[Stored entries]
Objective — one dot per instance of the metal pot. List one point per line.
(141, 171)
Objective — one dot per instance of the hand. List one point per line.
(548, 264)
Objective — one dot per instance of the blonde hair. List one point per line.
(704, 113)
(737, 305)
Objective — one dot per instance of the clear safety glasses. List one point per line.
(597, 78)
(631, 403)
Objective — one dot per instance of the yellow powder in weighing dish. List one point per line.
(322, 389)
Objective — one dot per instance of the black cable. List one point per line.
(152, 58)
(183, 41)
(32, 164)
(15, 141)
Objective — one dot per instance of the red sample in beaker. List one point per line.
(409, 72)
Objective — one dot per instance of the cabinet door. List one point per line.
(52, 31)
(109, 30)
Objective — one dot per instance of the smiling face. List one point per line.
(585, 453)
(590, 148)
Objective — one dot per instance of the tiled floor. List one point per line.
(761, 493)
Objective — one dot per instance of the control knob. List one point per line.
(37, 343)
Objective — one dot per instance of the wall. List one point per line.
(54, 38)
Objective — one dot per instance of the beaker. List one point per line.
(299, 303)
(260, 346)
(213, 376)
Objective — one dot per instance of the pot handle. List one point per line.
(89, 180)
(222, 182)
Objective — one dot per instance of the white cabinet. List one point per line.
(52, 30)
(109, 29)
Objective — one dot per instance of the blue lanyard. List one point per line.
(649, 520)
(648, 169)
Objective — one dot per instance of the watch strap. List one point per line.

Problem details: The data must be transcribed in full. Every word stays the same.

Answer to this task:
Objective — one dot per instance of the metal pot. List one point per line.
(141, 171)
Objective — one dot per instance of the hand. List one point per line.
(548, 264)
Objective — one dot per instance of the blonde hair. List one point per line.
(704, 113)
(737, 305)
Objective — one dot per instance of the clear safety glasses. List one point per line.
(597, 78)
(631, 403)
Objective — one dot per instance of the yellow powder in weighing dish. List one point per line.
(322, 389)
Objective — one dot per instance of the black cable. List one point per line.
(152, 58)
(183, 41)
(32, 164)
(15, 141)
Objective — one dot per instance of the red sample in beaker. List one point per line.
(409, 72)
Objective — one dot per instance of the cabinet door. List one point per line.
(52, 31)
(109, 30)
Objective — one dot per instance of the smiling face. List one point per line.
(585, 453)
(590, 148)
Objective — one dot per instance of the tiled floor. List one point per line.
(761, 493)
Objective — one dot per instance of the control knob. List one point per line.
(37, 343)
Objective — one dot per instance of the wall. List one point per line.
(54, 38)
Objective — one dot per instance of the beaker. List one point per line.
(299, 303)
(260, 346)
(213, 376)
Objective — one dot per instance of the pot handle. List one point per line.
(89, 180)
(222, 182)
Objective — one dot per instance of the white cabinet. List one point per line.
(52, 30)
(109, 29)
Objective — one dot per instance of the blue lanyard. List one point per line.
(649, 520)
(648, 169)
Objective — one dot per instance of the watch strap. List one point per line.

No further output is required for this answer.